**Task objective**
Print the part of the thermal resistance text from "To solve for" to "in degrees Celsius)." word for word.

**Quoted text**
※ ※ ※

4. Find the Resistance of Your Thermal Interface Material (RTIM)

Thermal resistance (lower is better) is not to be conflated with thermal conductance (higher is better), which is the spec that many thermal compound manufacturers provide. If you’re using regular old thermal grease like most people and want to just throw a number at it without wasting time researching this, an estimate of .05 °C/W should do the trick. This is almost negligible and will only add a few degrees (if that) in temperature rise, but is worth factoring in nonetheless. If you’re hell-bent on getting the exact number, check the data sheet for your compound.

5. Apply Your Parameters to the Thermal Resistance Formula

Now that we’ve got those parameters defined, we can start plugging them into our formula. The actual formula we’ll use to make this calculation is:

Rθxy = (Tx – Ty) / Pth

Essentially, this equation states that the thermal resistance between two points is equal to the temperature of the first minus the temperature of the second, divided by the thermal power.

Examples

1. Let’s say we’ve figured out the variables listed above and are ready to apply the formula to find the required thermal resistance of our heat sink. Here are our example figures:

  • Thermal Power (Pth)= 24W
  • Ambient Air (Ta)= 25°C
  • Maximum Case Temperature (Tc)= 85°C
  • Thermal Interface Material Resistance (RTIM) = .05°C/W

First thing we need to do is find out what the thermal resistance is from the case all the way to the ambient air. Once this is done, we can isolate the resistance of the heat sink to ambient.

To solve for Rc-a, we apply the formula Rθxy = (Tx – Ty) / Pth, Since we are solving for Tc to Ta, the “x” in our formula will become “c” (our maximum case temperature in degrees Celsius) and “y” in the formula will become “a” (our ambient air temperature in degrees Celsius).

When we substitute our values, we get Rc-a = (Tc – Ta)/Pth, which, with our actual numbers, is Rc-a = (85-25)/24

The result is Rc-a = 2.5°C/W

Now that we have Rc-a, we can solve for Rh-a because we know RTIM. Our equation for this is Rh-a = Rc-a – RTIM

When we substitute our values, we get Rh-a = 2.5-.05

And the final result is Rh-a = 2.45°C/W. In other words, we will need a heat sink that rises no more than 2.45 °C above ambient for every watt it’s trying to dissipate.

 

2. As another example, what if we tripled our thermal power but left all other factors the same?

※ ※ ※

**Stored rows**

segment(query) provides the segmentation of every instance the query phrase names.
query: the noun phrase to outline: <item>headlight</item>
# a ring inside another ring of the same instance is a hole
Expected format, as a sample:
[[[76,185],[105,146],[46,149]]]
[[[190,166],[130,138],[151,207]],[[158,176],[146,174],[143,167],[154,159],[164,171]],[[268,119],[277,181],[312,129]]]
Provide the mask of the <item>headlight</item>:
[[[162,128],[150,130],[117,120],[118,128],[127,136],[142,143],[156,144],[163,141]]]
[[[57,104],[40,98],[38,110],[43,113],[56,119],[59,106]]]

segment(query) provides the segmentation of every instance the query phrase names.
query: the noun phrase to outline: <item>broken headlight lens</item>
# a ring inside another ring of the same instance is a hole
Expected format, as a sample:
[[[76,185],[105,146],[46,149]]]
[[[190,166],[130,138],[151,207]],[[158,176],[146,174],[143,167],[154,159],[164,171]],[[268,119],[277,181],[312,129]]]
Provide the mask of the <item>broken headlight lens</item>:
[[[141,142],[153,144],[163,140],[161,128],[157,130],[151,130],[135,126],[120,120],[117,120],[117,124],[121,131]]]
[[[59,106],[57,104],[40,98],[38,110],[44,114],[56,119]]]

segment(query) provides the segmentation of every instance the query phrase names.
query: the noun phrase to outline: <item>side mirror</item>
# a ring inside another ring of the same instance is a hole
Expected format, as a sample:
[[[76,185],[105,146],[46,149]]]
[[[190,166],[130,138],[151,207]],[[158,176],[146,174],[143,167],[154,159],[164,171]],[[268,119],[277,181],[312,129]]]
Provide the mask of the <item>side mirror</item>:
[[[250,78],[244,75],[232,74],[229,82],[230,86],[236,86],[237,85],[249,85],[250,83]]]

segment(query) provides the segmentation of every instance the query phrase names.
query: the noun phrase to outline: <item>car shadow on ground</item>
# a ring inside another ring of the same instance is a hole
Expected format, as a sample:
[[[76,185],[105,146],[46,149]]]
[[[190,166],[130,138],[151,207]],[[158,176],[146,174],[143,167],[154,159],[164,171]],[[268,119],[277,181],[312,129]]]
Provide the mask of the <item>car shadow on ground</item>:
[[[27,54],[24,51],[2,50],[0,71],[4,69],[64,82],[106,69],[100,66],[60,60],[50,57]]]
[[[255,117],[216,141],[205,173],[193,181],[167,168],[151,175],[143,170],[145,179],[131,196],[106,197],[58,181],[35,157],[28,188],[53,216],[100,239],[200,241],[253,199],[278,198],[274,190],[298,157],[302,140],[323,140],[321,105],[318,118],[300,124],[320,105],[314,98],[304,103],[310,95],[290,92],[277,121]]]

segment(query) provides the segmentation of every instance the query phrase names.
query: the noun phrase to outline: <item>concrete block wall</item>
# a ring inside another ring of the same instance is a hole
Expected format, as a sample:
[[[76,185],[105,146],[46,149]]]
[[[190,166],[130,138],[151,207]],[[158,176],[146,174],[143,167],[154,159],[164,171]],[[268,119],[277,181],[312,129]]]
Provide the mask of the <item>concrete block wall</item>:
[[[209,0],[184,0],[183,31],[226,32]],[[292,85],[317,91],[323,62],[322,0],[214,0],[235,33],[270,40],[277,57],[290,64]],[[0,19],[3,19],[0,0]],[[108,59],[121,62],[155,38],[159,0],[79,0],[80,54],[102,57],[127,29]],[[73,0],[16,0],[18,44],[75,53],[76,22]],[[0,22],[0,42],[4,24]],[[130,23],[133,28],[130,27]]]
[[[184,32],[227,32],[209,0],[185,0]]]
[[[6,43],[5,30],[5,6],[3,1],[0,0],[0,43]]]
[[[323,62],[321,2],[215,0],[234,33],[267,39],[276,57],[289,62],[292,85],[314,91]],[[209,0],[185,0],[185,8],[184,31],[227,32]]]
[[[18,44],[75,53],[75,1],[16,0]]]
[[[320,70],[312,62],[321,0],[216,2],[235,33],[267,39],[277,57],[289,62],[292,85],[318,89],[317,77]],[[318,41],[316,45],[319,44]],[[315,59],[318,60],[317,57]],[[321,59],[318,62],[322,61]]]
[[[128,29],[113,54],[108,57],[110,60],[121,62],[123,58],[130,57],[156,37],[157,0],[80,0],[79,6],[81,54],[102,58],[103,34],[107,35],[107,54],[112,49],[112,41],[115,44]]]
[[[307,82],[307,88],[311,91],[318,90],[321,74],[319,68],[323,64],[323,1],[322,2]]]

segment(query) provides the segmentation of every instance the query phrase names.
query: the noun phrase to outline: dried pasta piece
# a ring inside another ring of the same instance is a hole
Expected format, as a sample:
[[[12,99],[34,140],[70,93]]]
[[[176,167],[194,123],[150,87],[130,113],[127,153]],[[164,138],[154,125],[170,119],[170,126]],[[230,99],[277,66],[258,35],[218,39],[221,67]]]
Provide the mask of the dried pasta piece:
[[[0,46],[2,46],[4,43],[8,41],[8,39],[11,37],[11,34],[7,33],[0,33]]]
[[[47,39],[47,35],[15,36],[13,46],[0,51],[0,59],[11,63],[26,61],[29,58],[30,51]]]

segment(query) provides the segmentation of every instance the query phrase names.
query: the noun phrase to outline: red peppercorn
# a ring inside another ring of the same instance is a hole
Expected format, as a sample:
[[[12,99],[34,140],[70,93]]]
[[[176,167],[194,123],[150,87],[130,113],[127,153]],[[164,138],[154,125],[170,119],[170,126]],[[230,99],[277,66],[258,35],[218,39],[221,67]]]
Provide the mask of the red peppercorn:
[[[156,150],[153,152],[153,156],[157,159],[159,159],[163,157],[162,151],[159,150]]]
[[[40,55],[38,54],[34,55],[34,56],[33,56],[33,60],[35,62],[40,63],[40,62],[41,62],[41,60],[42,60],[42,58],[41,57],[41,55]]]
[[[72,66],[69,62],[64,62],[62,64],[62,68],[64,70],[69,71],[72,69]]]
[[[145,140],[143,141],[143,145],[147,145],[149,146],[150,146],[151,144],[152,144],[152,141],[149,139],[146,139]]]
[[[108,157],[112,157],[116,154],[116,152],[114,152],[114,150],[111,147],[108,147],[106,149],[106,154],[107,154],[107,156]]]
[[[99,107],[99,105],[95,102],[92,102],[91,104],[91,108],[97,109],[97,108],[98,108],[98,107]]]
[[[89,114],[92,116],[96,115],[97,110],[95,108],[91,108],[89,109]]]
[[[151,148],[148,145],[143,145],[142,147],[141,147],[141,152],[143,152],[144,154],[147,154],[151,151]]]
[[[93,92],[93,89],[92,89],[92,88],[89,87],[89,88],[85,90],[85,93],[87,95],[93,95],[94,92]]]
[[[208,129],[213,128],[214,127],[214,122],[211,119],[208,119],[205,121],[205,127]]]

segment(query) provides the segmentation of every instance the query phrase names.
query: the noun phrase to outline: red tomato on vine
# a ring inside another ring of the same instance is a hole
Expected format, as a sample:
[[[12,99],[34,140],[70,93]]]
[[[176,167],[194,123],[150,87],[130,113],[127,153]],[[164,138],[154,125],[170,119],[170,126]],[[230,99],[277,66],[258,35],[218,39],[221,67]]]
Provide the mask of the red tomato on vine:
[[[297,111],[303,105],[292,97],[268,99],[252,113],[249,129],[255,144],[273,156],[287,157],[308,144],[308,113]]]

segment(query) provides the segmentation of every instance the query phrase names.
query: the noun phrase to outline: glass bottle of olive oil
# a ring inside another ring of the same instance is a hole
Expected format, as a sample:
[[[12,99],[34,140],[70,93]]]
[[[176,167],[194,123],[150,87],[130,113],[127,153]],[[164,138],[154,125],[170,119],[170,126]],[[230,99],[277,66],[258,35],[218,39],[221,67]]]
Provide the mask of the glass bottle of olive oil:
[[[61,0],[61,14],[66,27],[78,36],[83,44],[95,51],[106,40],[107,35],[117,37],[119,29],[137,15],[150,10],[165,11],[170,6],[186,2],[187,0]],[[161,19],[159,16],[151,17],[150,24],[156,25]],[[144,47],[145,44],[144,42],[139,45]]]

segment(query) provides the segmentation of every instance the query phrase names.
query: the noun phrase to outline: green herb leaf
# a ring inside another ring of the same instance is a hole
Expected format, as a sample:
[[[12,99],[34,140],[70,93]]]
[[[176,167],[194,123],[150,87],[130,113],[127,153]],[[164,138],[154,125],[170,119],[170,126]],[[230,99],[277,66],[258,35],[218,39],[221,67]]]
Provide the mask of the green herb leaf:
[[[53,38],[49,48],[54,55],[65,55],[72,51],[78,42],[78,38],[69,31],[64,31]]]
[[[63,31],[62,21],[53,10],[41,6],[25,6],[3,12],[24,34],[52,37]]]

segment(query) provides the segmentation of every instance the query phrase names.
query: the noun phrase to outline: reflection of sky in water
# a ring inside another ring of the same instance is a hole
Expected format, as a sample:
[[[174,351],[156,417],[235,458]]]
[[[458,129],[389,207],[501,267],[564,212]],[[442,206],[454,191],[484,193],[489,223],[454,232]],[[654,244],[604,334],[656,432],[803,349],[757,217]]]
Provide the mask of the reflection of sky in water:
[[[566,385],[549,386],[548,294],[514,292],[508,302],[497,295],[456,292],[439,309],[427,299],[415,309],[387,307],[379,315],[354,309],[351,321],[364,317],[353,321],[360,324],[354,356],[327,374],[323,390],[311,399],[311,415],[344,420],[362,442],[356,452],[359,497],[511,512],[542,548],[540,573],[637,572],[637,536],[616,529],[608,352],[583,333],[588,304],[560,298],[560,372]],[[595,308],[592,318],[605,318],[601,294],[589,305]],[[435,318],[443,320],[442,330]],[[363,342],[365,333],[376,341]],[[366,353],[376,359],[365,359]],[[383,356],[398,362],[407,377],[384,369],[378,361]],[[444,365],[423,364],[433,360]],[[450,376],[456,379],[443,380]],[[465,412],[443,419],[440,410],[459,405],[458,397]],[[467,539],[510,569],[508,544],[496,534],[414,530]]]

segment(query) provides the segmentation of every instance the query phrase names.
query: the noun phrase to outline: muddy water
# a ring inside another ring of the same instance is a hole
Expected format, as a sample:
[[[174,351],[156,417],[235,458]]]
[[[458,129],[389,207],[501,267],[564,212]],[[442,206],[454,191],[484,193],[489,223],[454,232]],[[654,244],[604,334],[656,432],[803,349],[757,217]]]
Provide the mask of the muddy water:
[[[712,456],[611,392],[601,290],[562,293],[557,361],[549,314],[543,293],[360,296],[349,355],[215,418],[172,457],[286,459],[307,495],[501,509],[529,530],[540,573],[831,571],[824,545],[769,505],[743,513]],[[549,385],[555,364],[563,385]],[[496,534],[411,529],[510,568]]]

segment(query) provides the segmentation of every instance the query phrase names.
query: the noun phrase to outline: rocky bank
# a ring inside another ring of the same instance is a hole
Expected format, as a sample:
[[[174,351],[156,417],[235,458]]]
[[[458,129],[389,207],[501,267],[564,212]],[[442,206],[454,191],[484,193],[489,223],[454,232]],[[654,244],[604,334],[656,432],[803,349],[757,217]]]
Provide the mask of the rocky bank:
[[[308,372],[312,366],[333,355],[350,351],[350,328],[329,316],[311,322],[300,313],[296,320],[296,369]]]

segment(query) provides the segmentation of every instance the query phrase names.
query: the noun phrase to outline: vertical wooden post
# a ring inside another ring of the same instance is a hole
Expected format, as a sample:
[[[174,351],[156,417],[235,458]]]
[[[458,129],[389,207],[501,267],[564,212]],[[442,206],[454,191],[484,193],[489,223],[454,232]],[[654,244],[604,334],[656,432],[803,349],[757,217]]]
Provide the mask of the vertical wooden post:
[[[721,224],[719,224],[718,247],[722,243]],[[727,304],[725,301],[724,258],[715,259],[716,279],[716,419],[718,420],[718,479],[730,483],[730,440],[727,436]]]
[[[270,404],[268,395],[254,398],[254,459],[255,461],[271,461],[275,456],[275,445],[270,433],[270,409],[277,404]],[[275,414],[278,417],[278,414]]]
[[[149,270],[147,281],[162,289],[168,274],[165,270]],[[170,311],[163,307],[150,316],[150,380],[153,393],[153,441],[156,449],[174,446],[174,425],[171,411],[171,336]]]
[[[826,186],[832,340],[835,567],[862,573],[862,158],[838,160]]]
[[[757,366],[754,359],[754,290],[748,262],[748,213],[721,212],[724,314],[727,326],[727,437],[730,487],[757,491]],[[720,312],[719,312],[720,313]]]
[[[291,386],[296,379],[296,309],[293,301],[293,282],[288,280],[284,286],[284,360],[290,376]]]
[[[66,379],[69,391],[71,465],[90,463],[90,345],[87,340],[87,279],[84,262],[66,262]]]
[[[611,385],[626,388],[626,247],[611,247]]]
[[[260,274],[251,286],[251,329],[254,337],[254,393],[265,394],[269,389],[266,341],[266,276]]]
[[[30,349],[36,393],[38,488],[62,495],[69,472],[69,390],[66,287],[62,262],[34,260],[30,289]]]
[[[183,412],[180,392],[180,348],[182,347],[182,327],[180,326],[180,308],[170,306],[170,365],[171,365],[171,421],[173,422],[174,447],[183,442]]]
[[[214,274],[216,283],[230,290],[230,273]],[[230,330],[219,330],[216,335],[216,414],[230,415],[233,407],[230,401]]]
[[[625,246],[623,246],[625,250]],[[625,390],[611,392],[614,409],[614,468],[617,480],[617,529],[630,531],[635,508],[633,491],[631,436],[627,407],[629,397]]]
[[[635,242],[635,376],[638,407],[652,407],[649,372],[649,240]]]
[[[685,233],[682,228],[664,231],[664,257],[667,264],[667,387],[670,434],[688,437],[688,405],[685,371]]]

※ ※ ※

**Answer to the task**
To solve for Rc-a, we apply the formula Rθxy = (Tx – Ty) / Pth, Since we are solving for Tc to Ta, the “x” in our formula will become “c” (our maximum case temperature in degrees Celsius) and “y” in the formula will become “a” (our ambient air temperature in degrees Celsius).